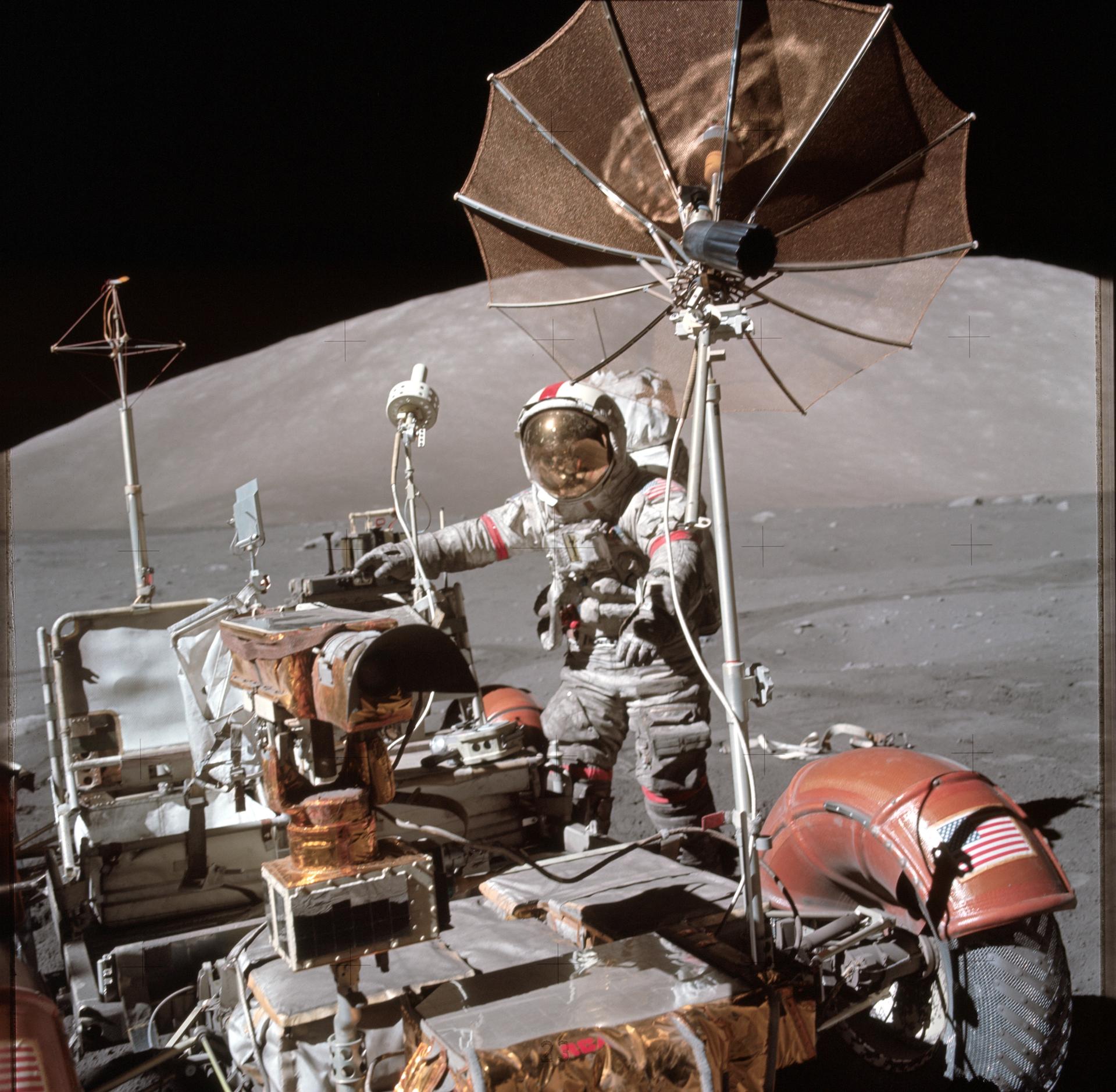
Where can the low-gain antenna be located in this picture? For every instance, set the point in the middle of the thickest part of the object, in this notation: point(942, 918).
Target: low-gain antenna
point(119, 345)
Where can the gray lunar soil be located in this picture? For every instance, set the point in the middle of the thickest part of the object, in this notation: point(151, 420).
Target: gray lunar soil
point(917, 557)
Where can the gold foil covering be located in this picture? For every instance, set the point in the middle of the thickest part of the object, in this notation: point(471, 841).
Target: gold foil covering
point(655, 1054)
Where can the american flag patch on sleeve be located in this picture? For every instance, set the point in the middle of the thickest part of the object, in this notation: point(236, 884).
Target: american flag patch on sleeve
point(993, 841)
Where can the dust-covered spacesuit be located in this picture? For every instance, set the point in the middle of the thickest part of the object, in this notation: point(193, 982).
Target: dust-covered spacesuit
point(598, 517)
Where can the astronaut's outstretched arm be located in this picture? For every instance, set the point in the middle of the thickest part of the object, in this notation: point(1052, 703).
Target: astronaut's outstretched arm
point(468, 545)
point(655, 536)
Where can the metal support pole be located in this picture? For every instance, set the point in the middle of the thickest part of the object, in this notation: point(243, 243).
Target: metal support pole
point(733, 669)
point(350, 1064)
point(698, 430)
point(144, 574)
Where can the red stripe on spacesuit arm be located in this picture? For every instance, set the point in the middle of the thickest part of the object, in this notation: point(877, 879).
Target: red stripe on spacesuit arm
point(501, 549)
point(675, 537)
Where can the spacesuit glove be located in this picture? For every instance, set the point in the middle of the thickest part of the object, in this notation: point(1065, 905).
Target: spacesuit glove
point(634, 650)
point(394, 560)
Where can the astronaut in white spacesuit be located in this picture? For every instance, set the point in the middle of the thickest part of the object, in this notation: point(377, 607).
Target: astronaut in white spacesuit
point(598, 517)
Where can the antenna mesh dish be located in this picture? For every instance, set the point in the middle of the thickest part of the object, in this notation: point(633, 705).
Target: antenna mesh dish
point(879, 180)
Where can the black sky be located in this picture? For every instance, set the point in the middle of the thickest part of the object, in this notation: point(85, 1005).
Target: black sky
point(263, 171)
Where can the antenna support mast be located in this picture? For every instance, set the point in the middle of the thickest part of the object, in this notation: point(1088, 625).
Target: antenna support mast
point(117, 345)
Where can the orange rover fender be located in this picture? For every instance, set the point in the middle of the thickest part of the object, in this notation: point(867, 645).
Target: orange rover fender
point(914, 834)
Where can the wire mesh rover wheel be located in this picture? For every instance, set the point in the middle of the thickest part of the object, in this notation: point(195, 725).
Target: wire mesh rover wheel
point(1012, 1009)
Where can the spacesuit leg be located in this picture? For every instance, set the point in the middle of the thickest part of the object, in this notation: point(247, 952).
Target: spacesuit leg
point(672, 738)
point(586, 725)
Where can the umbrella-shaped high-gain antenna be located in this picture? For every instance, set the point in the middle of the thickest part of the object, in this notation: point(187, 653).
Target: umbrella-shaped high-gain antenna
point(119, 345)
point(716, 164)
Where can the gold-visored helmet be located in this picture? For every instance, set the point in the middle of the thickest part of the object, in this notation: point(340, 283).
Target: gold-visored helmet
point(572, 436)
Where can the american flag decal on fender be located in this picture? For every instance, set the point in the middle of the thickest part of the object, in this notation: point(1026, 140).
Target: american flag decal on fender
point(992, 841)
point(20, 1061)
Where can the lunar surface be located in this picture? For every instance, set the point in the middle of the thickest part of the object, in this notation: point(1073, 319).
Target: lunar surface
point(917, 557)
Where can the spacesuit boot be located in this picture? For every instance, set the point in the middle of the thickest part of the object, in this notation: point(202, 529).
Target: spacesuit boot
point(671, 810)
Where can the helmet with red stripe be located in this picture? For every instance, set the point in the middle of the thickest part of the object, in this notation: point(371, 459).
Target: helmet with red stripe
point(572, 436)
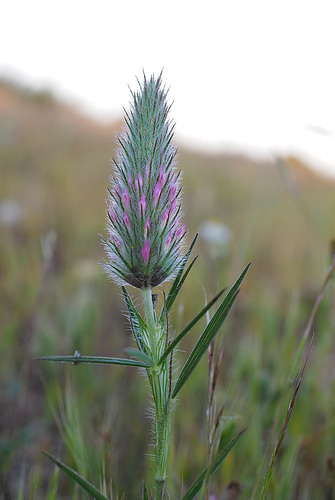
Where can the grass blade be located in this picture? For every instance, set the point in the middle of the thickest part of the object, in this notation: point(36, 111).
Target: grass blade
point(209, 333)
point(144, 492)
point(135, 353)
point(209, 471)
point(182, 334)
point(86, 485)
point(280, 439)
point(98, 360)
point(138, 325)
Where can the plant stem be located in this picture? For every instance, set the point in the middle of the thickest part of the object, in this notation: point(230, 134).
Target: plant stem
point(159, 378)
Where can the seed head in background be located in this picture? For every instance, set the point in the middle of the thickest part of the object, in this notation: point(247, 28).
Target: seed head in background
point(144, 246)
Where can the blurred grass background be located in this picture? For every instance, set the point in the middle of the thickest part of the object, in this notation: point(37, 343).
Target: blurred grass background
point(55, 299)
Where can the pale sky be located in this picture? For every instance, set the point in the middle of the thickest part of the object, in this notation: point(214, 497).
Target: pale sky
point(252, 75)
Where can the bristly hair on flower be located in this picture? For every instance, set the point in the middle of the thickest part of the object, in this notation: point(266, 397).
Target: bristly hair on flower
point(145, 235)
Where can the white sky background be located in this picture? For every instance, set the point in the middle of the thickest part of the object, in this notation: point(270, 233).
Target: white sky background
point(257, 75)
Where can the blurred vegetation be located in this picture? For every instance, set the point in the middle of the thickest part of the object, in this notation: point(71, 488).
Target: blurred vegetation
point(54, 299)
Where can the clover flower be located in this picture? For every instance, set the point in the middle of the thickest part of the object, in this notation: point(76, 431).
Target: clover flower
point(144, 247)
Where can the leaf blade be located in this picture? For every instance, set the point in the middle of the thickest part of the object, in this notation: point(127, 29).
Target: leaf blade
point(138, 324)
point(196, 486)
point(178, 282)
point(84, 483)
point(190, 325)
point(98, 360)
point(209, 333)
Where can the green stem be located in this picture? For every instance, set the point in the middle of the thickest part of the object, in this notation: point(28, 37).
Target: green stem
point(159, 378)
point(150, 317)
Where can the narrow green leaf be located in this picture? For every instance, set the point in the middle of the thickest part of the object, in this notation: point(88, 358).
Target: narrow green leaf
point(144, 492)
point(98, 360)
point(135, 353)
point(86, 485)
point(182, 334)
point(178, 282)
point(209, 471)
point(209, 333)
point(137, 323)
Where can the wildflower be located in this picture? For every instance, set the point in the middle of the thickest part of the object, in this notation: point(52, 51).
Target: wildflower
point(144, 247)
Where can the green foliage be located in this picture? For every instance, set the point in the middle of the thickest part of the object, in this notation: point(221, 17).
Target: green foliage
point(208, 334)
point(86, 485)
point(62, 303)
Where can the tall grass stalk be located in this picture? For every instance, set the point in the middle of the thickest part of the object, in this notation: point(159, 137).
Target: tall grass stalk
point(144, 248)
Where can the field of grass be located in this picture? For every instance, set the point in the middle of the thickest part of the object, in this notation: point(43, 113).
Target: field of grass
point(55, 299)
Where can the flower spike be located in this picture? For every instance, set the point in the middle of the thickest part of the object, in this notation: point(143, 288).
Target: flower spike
point(144, 247)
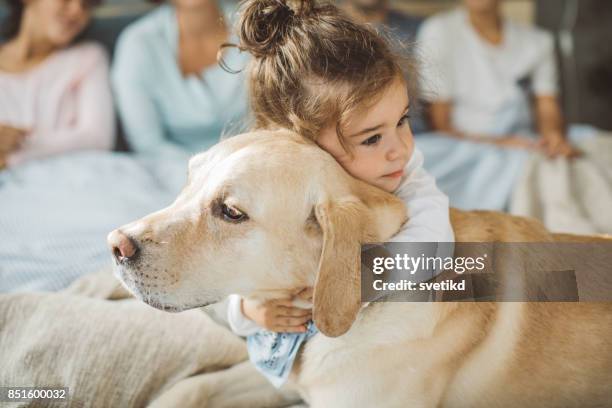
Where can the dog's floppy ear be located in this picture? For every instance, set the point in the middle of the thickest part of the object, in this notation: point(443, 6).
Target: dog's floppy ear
point(371, 215)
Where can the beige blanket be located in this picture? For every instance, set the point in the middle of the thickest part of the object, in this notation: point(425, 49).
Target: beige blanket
point(569, 196)
point(123, 353)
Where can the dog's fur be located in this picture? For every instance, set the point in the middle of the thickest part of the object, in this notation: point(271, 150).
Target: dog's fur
point(307, 219)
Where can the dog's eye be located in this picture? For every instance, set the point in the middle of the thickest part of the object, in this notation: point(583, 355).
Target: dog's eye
point(232, 214)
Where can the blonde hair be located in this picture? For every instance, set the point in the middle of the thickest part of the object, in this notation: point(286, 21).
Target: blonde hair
point(312, 66)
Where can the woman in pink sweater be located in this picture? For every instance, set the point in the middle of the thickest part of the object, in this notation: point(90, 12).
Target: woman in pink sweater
point(54, 96)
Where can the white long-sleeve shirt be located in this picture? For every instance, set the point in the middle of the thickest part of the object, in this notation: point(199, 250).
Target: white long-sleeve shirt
point(428, 221)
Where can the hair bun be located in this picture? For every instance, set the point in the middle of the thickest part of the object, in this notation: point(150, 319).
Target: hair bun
point(265, 24)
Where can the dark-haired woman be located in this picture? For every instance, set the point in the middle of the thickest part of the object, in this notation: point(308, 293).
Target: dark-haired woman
point(173, 97)
point(54, 96)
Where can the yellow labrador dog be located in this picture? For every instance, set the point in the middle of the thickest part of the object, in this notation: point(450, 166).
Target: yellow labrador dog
point(267, 212)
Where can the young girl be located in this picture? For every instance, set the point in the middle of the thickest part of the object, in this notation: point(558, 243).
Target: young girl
point(338, 83)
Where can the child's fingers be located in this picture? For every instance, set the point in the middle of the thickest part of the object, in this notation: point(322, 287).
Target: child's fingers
point(289, 329)
point(290, 321)
point(280, 302)
point(292, 311)
point(306, 294)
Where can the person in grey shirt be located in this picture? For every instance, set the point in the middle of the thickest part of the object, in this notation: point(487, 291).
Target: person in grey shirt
point(377, 12)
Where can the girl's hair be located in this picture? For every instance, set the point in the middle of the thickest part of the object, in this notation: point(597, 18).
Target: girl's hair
point(12, 22)
point(313, 67)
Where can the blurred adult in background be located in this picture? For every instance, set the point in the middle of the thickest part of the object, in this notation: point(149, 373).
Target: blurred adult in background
point(491, 80)
point(173, 97)
point(54, 95)
point(402, 26)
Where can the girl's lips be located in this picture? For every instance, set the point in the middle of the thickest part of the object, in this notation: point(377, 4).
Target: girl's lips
point(398, 173)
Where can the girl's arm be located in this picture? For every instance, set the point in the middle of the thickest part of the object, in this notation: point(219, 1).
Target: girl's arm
point(95, 122)
point(428, 215)
point(238, 322)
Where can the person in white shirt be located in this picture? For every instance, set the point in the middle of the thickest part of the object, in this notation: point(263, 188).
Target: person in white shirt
point(480, 72)
point(318, 88)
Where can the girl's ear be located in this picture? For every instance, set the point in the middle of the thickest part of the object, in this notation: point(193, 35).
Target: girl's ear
point(371, 215)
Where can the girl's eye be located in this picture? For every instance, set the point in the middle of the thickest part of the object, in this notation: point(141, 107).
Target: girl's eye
point(372, 140)
point(404, 120)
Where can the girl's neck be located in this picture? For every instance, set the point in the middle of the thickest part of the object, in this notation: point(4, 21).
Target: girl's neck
point(27, 49)
point(488, 24)
point(200, 21)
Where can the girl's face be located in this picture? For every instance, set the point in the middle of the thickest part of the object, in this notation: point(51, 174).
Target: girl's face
point(58, 21)
point(379, 141)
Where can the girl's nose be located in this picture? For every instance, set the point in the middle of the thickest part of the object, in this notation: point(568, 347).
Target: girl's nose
point(76, 8)
point(398, 149)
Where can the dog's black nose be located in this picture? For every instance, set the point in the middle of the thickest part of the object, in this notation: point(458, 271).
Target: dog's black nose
point(123, 247)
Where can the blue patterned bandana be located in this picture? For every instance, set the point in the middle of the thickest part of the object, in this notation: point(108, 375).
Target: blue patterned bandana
point(273, 353)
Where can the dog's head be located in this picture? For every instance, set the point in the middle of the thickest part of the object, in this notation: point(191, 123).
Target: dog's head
point(262, 214)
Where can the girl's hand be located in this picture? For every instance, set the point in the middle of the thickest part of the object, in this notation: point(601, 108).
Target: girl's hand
point(279, 315)
point(10, 139)
point(554, 144)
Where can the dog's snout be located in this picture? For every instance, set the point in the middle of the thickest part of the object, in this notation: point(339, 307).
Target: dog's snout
point(123, 247)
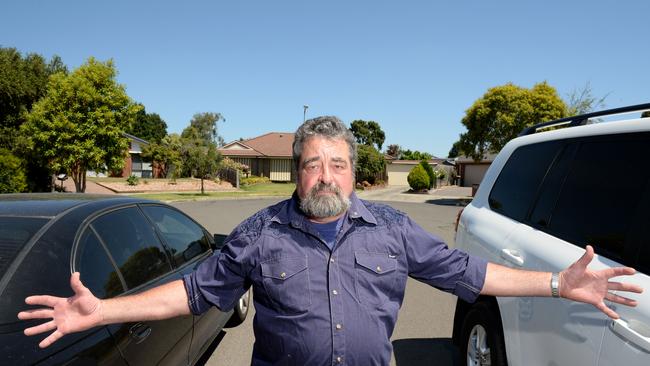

....................

**ASSIGNMENT**:
All lines from the one containing "Where can the dog's head" through the end of the data are to be restated exactly, with nothing else and without the pictures.

**RESULT**:
Where can the dog's head be located in this picture? For every instance, set the point in the middle of the thickest part of the object, in this notation: point(191, 123).
Target: dog's head
point(262, 214)
Where can the girl's hand be located in this picture? For every instance, set the point in the middle of the thickest part of the object, in this notation: point(601, 108).
Target: girl's hand
point(279, 315)
point(10, 139)
point(554, 144)
Where can the dog's snout be located in this picture? For every instance, set the point in the middle of the thickest part of the object, in this notation: point(339, 307).
Target: dog's snout
point(123, 247)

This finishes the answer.